Instructions for the task
Pick out each line in the records below that contains the word "woman", where uppercase and lowercase must match.

Start Source data

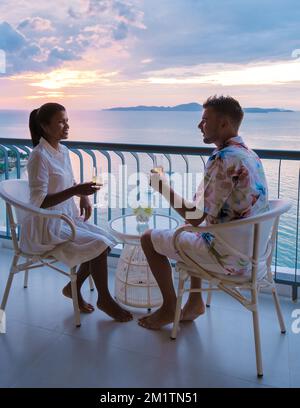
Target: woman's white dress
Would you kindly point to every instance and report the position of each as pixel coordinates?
(49, 172)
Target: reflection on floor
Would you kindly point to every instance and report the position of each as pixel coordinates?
(42, 348)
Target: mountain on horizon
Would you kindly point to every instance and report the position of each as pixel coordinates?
(188, 107)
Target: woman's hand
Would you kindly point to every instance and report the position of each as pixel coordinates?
(85, 207)
(86, 189)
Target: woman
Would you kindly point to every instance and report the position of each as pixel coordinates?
(52, 186)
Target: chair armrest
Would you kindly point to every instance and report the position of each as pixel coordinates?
(41, 212)
(211, 228)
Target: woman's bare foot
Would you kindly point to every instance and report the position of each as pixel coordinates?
(158, 319)
(112, 309)
(84, 307)
(193, 308)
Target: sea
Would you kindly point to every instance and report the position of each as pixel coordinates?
(272, 130)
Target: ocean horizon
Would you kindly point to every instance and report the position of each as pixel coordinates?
(276, 131)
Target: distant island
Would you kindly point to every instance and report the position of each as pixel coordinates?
(187, 107)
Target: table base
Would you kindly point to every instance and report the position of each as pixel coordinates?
(135, 285)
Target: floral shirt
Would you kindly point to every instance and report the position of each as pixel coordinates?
(234, 187)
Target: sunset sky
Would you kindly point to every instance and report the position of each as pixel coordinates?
(93, 54)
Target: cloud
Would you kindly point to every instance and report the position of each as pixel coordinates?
(36, 24)
(11, 39)
(50, 39)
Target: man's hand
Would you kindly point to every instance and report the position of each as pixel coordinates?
(85, 207)
(158, 181)
(86, 189)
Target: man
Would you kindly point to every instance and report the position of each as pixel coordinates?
(234, 187)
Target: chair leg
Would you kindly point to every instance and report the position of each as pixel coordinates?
(255, 317)
(9, 282)
(180, 292)
(209, 296)
(91, 283)
(26, 278)
(278, 310)
(75, 297)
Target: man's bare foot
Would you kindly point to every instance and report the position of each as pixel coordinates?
(193, 308)
(84, 307)
(112, 309)
(158, 319)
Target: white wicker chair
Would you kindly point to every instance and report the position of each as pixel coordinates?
(16, 195)
(259, 235)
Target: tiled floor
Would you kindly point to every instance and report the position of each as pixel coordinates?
(42, 348)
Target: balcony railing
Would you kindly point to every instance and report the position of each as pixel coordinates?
(124, 162)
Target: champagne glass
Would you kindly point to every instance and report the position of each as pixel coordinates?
(97, 178)
(158, 164)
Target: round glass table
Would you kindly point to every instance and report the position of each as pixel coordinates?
(134, 284)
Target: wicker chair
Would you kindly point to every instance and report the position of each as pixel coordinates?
(258, 235)
(16, 195)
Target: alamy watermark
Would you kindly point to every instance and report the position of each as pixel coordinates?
(124, 190)
(2, 62)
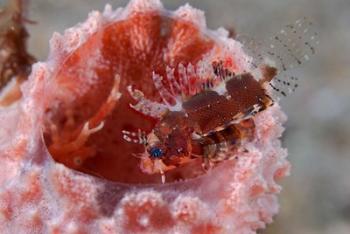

End Source data

Finished answer
Target: woman's white dress
Target: woman's hand
Target: woman
Target: woman's bare foot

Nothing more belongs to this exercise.